YOUR INSTRUCTIONS: Format all of the material below as a JSON list of strings, one string per line, omitting any blank lines.
— Start of INPUT FOR THIS TASK —
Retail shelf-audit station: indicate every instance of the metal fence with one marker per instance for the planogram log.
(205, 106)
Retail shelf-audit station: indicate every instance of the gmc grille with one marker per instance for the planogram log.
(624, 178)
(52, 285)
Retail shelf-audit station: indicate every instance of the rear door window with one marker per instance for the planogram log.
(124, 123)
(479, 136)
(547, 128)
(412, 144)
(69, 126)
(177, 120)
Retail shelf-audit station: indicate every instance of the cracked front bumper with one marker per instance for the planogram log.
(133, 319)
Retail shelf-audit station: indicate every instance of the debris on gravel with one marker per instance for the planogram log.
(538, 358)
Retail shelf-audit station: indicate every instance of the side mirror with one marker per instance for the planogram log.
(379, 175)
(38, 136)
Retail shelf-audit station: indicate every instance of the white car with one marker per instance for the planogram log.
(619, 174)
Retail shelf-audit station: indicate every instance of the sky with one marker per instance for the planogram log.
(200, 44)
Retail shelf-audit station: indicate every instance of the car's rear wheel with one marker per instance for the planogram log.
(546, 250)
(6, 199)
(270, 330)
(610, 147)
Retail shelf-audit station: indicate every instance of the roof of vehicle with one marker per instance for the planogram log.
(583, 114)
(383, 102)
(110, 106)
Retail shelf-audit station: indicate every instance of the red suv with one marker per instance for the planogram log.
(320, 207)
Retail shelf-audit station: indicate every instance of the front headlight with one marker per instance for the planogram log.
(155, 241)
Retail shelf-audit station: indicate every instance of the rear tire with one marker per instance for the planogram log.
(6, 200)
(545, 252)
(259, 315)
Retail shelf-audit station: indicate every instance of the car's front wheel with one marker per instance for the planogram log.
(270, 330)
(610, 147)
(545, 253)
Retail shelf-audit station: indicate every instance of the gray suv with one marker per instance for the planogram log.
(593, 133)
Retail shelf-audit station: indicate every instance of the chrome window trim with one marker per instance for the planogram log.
— End of INPUT FOR THIS TASK —
EXERCISE SOLUTION:
[
  "Retail shelf-audit station: indicate every instance of the metal fence with one marker per instance for the planogram log.",
  "(205, 106)",
  "Retail shelf-audit station: indicate every instance of the gmc grille with one marker per instance for the planogram log.",
  "(624, 178)",
  "(52, 285)",
  "Retail shelf-audit station: indicate every instance of the rear door window with one marker per instance for the planogram log.",
  "(124, 123)",
  "(479, 136)",
  "(547, 128)",
  "(412, 144)",
  "(69, 126)",
  "(177, 120)",
  "Retail shelf-audit station: indicate every instance of the cracked front bumper with one marker per instance for the planogram log.",
  "(133, 319)",
  "Retail shelf-audit station: indicate every instance of the debris on gravel with one marker per instance for the planogram log.",
  "(538, 358)",
  "Retail shelf-audit station: indicate every instance of the side mirror with one marker per instance for the planogram log.",
  "(379, 175)",
  "(38, 136)",
  "Retail shelf-audit station: indicate every instance of the white car with one marker per instance for the planogram log.",
  "(619, 174)",
  "Retail shelf-audit station: indicate every instance of the sky with one marker per instance for the planogram log.",
  "(200, 44)",
  "Retail shelf-audit station: indicate every instance of the car's rear wheel with one marker per instance for the planogram log.",
  "(546, 250)",
  "(6, 199)",
  "(270, 330)",
  "(610, 147)",
  "Retail shelf-audit station: indicate every instance of the roof of vehicle with one marker per instance for the planogram log.",
  "(583, 114)",
  "(383, 102)",
  "(110, 106)",
  "Retail shelf-audit station: indicate every instance of the red suv with one marker per instance for the planogram log.",
  "(320, 207)",
  "Retail shelf-audit station: indicate every instance of the front headlight with one marker per instance for the planogram log.",
  "(155, 241)",
  "Retail shelf-audit station: indicate every instance of the rear tire with one marker per instance for the planogram log.",
  "(6, 200)",
  "(545, 252)",
  "(259, 315)",
  "Retail shelf-audit station: indicate every instance of the car's front wheel with one marker per instance for the planogram log.",
  "(270, 330)",
  "(610, 147)",
  "(545, 253)",
  "Retail shelf-audit station: indicate every instance of the gray suv with one marker per instance for the planogram log.",
  "(593, 133)",
  "Retail shelf-audit station: indicate every instance of the chrome window trim with one marker per instance for the planogram log."
]